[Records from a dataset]
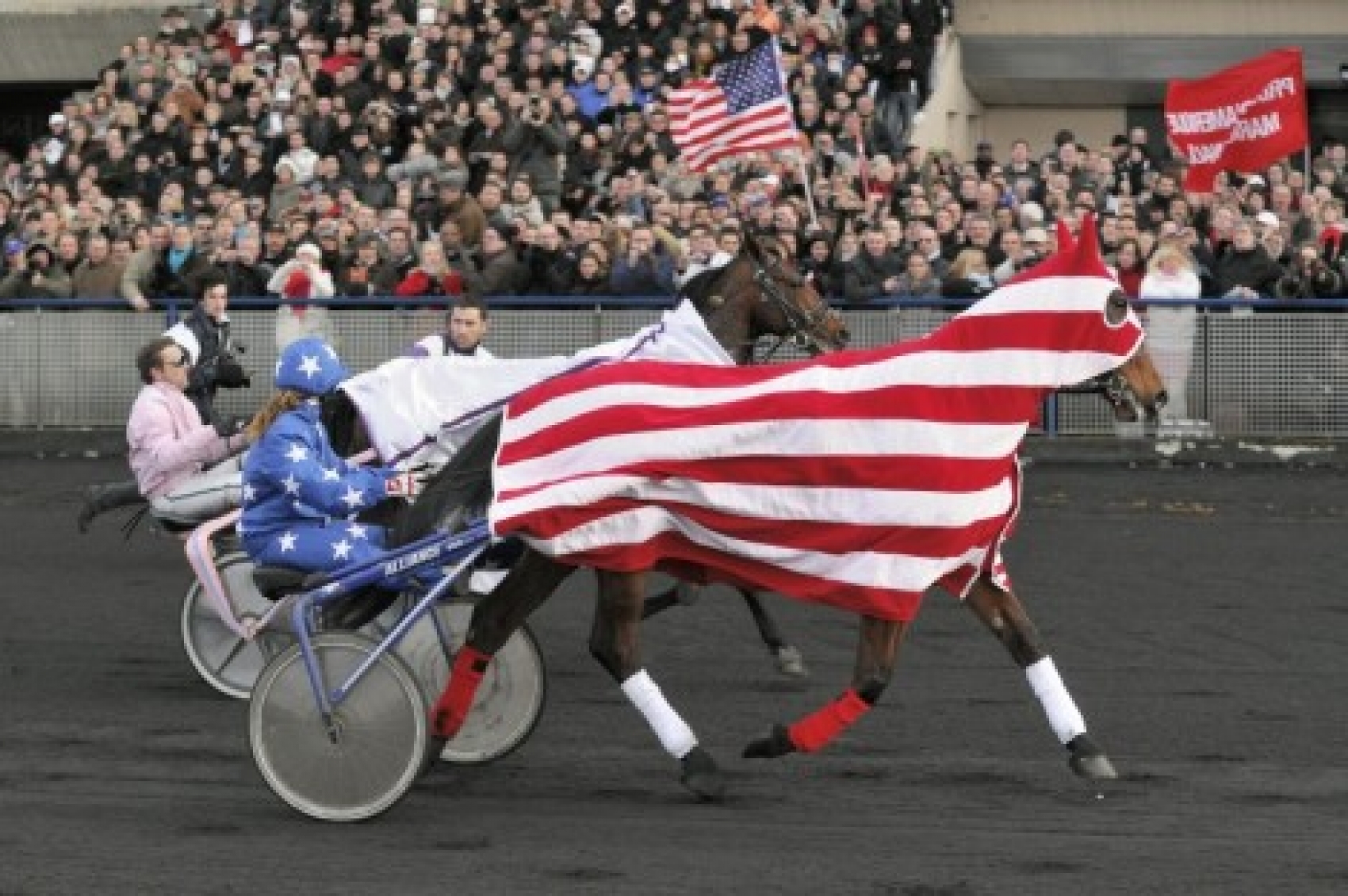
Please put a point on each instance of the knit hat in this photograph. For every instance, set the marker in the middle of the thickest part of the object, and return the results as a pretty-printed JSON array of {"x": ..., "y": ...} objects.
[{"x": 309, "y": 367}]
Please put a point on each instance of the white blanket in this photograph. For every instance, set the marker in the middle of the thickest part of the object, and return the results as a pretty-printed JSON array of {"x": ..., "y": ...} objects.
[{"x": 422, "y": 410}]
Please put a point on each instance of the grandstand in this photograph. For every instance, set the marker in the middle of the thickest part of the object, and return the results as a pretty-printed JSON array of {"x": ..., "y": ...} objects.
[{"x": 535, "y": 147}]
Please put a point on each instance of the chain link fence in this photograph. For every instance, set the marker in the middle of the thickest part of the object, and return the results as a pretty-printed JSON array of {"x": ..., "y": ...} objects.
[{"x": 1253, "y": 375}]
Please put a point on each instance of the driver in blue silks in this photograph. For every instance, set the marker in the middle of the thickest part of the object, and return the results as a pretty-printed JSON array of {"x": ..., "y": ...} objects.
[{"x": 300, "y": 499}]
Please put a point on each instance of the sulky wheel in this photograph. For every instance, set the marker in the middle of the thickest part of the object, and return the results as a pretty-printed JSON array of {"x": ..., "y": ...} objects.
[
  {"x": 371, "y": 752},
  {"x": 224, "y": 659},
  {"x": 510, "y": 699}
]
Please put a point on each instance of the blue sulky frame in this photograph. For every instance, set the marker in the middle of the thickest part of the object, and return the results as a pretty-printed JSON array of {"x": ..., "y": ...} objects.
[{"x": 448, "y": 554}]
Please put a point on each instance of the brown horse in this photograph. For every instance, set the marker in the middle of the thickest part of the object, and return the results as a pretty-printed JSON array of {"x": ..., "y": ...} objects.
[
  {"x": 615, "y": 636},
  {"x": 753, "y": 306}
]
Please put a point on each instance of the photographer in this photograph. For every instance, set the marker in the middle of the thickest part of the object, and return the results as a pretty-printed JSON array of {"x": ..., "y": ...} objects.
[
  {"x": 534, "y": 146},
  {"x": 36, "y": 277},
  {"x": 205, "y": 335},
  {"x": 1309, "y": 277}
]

_ACTION ITEM_
Reproduce every record verbatim, please. Omit the images.

_EXERCISE RESPONSE_
Please put a point on each instance of the knit hat in this photograph. For every instance, set the marker in the middle of the thickest part of the object, and return the results as a pretty-printed JSON array of {"x": ..., "y": ...} objects.
[{"x": 309, "y": 367}]
Please put a point on each instance of the white blanket in this photograph. For every instance, set the marker in the middle of the thickest part of the object, and return the results as a pretty-printed JSON array of {"x": ..., "y": ...} objects.
[{"x": 422, "y": 410}]
Please put a point on each instance of the grandstand in this photograph. For every instance, set the marker in the middle of the thickest part of the object, and return the results as a pretty-printed JSON array of {"x": ..., "y": ...} objects.
[{"x": 535, "y": 147}]
Please put a point on each instance of the chain link fence in this photograph. For every instance, set the marker in the middle of the thickest part of the object, and return the results as a pretty-printed JSON array of {"x": ..., "y": ...} objects.
[{"x": 1253, "y": 375}]
Please put a point on each instance of the driver in blue silks in this photograph. For every instance, set the marker in the middle of the thickest part of the object, and return the results as a pretty-printed JSON array of {"x": ..., "y": ...} objects.
[{"x": 300, "y": 499}]
Please put a point on each instance of the sulky wheel in this photograph. For every instance, set the marker in the middle of the thickest part of the object, and return the results as a pretty-printed JSON array of {"x": ..., "y": ...} objects.
[
  {"x": 371, "y": 752},
  {"x": 224, "y": 659},
  {"x": 510, "y": 699}
]
Please put a point on each instance of the blue sulky frame in this photograph. For every instance, set the marker in the middle of the thickest part of the object, and return the results as a pretty-printed JSON array of {"x": ..., "y": ...} objects.
[{"x": 448, "y": 554}]
Please put a point on each instance of the brown horse in this photograph. For every instance, set the marker in the middle of the thickest part of the object, and return the results as a pretty-printed JSON array of {"x": ..., "y": ...} objects.
[
  {"x": 615, "y": 636},
  {"x": 753, "y": 306}
]
Please put a point on each instance of the photographer in this photograph. For every instance, set the marker in the middle of the thickest part of the object, and return the results as a pretty-printed JSON array of {"x": ..., "y": ...} objects.
[
  {"x": 534, "y": 146},
  {"x": 36, "y": 277},
  {"x": 205, "y": 335},
  {"x": 1309, "y": 277}
]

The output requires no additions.